DATA EXTRACT:
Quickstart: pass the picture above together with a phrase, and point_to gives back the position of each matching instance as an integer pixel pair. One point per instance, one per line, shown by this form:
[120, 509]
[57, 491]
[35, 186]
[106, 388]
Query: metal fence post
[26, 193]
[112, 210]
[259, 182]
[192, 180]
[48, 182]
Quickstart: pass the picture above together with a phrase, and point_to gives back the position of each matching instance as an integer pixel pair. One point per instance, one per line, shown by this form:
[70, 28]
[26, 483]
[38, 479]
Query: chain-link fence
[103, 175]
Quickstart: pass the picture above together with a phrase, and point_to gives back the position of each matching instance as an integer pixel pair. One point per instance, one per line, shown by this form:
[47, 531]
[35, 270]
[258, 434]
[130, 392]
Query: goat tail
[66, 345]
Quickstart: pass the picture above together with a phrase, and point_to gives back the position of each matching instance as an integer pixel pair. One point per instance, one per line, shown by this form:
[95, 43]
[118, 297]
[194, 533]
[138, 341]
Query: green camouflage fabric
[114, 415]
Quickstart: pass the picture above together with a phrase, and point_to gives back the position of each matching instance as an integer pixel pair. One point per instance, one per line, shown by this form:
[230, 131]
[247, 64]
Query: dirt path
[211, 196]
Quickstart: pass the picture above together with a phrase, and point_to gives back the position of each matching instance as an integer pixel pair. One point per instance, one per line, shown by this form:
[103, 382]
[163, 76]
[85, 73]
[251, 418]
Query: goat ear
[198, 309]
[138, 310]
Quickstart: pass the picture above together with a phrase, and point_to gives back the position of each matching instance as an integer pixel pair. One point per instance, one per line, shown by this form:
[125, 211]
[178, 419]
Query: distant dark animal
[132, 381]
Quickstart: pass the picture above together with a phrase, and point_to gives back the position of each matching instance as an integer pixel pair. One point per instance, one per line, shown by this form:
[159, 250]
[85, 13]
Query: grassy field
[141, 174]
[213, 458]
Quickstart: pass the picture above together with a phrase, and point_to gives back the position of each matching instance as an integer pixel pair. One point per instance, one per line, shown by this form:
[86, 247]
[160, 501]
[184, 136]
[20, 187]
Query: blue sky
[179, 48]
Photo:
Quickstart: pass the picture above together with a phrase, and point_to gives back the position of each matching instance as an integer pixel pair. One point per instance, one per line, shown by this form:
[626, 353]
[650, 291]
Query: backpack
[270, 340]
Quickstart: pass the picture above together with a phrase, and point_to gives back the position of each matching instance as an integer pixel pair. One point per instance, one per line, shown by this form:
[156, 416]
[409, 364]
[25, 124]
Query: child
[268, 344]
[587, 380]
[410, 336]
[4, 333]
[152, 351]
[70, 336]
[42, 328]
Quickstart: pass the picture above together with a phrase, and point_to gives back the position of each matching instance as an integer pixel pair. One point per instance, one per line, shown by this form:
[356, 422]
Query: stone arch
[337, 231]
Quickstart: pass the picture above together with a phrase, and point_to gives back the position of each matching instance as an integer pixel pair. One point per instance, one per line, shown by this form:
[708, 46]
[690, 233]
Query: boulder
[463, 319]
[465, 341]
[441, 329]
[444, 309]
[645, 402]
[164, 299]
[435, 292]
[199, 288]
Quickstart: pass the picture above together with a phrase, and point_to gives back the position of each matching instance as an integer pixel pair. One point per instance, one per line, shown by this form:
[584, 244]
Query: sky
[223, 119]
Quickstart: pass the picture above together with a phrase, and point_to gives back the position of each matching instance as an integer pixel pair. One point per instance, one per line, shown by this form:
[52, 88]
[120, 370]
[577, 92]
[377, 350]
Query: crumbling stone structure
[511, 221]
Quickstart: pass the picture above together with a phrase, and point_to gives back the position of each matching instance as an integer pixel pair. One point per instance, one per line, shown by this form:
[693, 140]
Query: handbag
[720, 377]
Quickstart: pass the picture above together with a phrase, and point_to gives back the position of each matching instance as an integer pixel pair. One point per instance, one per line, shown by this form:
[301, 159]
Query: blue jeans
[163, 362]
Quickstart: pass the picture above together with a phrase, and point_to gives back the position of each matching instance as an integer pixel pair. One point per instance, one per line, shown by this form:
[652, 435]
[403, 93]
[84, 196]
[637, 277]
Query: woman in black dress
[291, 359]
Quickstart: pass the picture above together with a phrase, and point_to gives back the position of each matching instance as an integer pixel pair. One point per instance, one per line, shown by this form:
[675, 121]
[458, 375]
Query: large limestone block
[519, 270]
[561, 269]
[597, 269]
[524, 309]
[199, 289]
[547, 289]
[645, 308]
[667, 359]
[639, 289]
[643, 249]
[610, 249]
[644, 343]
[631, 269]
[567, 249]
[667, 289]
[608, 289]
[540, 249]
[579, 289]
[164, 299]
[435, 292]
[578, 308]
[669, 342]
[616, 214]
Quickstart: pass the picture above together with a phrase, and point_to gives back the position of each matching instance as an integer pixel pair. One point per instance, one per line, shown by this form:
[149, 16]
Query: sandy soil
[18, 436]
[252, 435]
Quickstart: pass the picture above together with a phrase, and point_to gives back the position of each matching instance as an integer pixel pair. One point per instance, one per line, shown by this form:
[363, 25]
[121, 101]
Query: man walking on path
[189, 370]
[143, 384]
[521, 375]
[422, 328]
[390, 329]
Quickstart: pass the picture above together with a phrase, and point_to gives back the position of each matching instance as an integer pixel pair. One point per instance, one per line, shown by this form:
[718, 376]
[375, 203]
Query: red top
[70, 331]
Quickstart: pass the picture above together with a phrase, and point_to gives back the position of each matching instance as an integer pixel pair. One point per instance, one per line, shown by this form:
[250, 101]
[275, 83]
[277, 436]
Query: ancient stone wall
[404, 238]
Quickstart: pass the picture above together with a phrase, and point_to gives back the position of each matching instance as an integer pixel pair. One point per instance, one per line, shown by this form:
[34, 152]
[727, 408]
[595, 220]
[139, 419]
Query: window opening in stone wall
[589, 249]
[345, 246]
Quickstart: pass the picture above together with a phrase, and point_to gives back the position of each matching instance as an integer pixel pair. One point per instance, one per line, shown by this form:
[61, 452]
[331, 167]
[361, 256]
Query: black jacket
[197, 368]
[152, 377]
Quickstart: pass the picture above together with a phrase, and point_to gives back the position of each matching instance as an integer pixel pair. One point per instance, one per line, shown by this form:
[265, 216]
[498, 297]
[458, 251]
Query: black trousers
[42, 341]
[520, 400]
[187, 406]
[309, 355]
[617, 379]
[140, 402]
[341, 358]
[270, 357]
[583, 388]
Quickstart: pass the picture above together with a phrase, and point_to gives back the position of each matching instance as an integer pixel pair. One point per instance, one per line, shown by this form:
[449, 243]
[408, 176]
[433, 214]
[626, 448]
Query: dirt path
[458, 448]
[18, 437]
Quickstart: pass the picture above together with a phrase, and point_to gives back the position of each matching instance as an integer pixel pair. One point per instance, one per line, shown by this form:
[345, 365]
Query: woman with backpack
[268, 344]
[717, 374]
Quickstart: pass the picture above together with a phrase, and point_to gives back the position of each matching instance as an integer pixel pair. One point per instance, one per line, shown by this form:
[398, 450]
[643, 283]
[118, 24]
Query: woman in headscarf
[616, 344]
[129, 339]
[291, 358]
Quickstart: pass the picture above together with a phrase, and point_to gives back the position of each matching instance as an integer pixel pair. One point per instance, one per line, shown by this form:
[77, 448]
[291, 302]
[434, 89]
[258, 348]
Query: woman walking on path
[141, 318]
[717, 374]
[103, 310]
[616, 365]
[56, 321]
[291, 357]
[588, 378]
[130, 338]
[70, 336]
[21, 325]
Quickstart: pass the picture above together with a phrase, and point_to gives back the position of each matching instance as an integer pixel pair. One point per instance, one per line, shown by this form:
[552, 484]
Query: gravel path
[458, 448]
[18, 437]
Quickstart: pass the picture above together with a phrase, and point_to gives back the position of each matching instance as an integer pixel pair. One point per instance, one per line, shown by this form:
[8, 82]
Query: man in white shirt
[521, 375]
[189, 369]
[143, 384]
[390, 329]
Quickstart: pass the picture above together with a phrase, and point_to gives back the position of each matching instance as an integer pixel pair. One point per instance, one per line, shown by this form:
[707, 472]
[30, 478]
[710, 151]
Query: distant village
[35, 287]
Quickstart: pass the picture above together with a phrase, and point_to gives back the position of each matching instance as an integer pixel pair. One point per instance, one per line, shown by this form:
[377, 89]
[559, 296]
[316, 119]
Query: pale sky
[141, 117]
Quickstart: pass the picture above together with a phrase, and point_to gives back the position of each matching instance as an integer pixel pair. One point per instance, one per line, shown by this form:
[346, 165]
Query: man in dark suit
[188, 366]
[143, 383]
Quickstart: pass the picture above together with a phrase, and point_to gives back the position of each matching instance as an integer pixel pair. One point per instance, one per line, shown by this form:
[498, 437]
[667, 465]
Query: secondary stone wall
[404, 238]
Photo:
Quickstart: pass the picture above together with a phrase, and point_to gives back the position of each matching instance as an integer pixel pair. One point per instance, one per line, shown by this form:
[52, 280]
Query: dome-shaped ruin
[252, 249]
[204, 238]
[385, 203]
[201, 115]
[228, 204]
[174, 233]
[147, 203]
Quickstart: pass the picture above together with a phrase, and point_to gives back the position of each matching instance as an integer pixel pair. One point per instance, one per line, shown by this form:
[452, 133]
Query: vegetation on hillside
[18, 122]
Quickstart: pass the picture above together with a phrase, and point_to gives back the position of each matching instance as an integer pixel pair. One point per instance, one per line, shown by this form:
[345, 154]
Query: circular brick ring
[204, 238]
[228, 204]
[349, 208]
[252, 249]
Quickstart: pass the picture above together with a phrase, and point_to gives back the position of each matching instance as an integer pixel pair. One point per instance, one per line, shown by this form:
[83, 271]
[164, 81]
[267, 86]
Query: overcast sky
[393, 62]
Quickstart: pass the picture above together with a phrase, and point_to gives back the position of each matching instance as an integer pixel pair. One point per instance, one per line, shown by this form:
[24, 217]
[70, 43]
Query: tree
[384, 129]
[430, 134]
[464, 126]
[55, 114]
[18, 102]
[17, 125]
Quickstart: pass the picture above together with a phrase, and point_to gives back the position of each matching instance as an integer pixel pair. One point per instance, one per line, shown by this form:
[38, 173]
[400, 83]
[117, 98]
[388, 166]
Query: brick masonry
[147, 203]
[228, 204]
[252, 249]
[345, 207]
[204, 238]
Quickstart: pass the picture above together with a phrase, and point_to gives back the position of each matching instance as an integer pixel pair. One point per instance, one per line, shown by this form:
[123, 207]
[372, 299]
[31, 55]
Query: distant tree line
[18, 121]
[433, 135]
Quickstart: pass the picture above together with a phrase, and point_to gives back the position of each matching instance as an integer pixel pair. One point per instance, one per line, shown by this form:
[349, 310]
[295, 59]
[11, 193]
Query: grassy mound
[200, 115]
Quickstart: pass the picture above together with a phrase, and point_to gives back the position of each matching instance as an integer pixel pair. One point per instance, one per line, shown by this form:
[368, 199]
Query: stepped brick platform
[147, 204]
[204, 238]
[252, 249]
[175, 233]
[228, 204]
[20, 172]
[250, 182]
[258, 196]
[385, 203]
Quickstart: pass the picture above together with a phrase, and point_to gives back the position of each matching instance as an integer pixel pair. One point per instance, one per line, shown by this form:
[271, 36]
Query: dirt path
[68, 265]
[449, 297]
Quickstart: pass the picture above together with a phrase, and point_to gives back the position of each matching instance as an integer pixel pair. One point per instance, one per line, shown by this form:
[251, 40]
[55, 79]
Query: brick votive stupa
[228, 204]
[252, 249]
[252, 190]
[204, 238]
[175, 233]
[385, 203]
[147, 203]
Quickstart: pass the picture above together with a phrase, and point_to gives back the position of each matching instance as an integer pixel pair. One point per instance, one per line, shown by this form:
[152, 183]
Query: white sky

EXERCISE DETAILS:
Filter the records above down to the lines that contain the word "brick", and copy each of those lines in full.

SOLUTION FOR THIS PROBLEM:
Query: circular brick ring
Query: brick masonry
Query: stepped brick platform
Query: brick votive stupa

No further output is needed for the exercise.